### SET EXERCISE
Pull out every line in the items below that contains the word "hand", and copy each of those lines in full.
● ● ● ● ●
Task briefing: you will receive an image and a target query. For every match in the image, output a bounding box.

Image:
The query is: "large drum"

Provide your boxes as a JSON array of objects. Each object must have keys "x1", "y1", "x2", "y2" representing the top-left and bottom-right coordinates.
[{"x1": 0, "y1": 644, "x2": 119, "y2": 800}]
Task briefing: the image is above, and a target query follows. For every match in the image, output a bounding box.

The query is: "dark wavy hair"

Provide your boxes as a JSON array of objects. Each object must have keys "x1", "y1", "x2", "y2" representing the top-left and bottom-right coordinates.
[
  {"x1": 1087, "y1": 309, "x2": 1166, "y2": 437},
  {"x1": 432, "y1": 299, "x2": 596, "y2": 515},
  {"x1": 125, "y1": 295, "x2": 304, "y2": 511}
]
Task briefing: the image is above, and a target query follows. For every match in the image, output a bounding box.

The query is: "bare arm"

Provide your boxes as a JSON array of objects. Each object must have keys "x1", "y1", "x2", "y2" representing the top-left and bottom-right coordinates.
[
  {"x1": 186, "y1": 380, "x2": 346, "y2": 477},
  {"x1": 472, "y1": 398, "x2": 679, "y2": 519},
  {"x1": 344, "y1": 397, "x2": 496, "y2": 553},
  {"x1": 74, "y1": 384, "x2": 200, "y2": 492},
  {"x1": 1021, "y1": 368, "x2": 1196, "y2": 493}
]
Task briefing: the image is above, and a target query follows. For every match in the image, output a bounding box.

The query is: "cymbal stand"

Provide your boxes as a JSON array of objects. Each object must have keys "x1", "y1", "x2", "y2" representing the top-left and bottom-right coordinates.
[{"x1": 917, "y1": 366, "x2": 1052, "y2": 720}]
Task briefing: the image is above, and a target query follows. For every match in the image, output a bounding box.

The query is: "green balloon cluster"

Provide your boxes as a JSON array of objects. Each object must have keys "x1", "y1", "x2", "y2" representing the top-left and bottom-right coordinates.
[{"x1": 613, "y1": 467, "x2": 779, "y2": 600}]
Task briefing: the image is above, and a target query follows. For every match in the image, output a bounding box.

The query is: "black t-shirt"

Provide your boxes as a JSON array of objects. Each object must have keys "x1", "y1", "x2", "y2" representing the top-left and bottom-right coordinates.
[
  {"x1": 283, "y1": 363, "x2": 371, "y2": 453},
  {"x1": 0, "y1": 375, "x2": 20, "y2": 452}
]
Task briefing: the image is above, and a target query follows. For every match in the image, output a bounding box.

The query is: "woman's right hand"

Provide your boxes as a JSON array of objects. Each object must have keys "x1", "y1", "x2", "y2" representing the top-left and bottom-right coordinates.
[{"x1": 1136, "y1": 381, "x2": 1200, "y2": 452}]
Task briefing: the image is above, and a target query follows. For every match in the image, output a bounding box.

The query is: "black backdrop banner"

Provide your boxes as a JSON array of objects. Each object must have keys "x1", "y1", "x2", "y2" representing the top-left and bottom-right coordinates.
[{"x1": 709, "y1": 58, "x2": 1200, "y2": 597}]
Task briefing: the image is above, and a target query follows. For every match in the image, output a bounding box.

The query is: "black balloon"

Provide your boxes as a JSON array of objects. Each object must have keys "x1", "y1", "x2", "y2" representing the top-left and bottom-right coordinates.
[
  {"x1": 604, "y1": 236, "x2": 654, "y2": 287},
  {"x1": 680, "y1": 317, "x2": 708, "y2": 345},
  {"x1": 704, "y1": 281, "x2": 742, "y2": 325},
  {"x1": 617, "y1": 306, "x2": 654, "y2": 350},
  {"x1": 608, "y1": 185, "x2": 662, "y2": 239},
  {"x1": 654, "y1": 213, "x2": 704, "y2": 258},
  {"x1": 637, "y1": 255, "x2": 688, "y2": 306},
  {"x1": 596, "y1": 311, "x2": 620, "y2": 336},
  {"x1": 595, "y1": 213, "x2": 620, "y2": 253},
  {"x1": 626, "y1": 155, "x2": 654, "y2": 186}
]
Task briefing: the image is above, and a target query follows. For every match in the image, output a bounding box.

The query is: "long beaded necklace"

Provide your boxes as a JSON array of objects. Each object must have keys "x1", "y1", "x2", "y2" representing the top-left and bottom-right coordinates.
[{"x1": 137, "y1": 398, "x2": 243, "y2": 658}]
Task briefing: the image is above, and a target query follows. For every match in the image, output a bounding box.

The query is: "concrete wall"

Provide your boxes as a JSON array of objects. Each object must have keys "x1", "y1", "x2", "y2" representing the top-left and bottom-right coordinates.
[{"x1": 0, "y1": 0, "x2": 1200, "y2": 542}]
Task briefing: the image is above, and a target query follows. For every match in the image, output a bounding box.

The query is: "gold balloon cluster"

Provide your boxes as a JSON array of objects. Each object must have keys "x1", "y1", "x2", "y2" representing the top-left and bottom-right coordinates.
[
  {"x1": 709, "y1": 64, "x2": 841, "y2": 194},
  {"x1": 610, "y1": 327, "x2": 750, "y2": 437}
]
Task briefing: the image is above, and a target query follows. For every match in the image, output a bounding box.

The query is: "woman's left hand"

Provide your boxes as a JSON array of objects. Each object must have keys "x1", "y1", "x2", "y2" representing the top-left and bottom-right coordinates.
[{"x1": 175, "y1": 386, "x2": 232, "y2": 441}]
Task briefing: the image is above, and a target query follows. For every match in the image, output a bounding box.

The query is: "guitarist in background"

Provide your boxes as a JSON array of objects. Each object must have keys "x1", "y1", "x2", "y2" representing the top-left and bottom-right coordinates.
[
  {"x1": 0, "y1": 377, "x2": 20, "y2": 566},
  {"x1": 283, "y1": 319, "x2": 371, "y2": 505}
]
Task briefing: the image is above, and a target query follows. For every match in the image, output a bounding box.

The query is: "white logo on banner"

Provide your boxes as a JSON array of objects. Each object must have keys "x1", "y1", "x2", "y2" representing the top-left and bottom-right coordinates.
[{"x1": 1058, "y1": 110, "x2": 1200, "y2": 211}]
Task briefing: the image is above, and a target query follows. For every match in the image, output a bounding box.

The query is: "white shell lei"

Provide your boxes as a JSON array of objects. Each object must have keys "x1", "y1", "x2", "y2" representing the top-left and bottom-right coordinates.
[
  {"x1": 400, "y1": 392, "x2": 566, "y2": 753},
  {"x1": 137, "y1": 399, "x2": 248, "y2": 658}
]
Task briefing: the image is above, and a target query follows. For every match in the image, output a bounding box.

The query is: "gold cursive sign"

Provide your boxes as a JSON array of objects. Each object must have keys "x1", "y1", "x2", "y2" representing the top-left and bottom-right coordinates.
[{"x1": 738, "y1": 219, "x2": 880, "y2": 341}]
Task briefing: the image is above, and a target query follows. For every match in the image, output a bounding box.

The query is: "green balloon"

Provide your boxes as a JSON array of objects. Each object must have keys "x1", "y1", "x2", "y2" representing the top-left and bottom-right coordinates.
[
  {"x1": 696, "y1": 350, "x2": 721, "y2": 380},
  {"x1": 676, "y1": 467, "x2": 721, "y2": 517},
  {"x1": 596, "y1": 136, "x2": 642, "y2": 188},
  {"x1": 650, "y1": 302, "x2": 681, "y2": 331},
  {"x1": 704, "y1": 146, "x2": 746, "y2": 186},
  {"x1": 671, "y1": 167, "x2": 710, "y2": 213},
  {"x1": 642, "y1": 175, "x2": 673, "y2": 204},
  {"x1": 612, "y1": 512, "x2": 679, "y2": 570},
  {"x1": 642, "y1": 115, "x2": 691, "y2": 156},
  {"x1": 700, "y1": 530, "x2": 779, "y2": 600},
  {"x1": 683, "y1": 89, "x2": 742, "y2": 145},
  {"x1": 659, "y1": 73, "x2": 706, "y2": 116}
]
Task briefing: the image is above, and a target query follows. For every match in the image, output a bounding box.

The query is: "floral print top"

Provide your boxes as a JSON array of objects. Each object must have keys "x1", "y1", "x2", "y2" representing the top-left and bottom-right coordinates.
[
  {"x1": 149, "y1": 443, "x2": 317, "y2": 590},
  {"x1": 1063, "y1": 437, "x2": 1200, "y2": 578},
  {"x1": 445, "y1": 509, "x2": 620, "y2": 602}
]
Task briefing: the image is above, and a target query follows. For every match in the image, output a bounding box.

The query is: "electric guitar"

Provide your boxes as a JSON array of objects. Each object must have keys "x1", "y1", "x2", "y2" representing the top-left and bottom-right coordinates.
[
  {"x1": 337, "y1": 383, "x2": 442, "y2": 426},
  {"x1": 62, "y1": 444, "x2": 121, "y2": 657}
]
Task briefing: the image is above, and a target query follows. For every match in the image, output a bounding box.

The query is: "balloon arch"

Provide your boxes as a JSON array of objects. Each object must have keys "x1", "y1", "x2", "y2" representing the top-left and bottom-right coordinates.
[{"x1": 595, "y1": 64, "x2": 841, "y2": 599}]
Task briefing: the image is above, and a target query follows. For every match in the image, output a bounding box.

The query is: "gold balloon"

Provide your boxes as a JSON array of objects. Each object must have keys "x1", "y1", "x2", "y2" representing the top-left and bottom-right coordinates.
● ● ● ● ●
### OUTPUT OF THE TASK
The query is: "woman's right hand"
The query is: "woman's left hand"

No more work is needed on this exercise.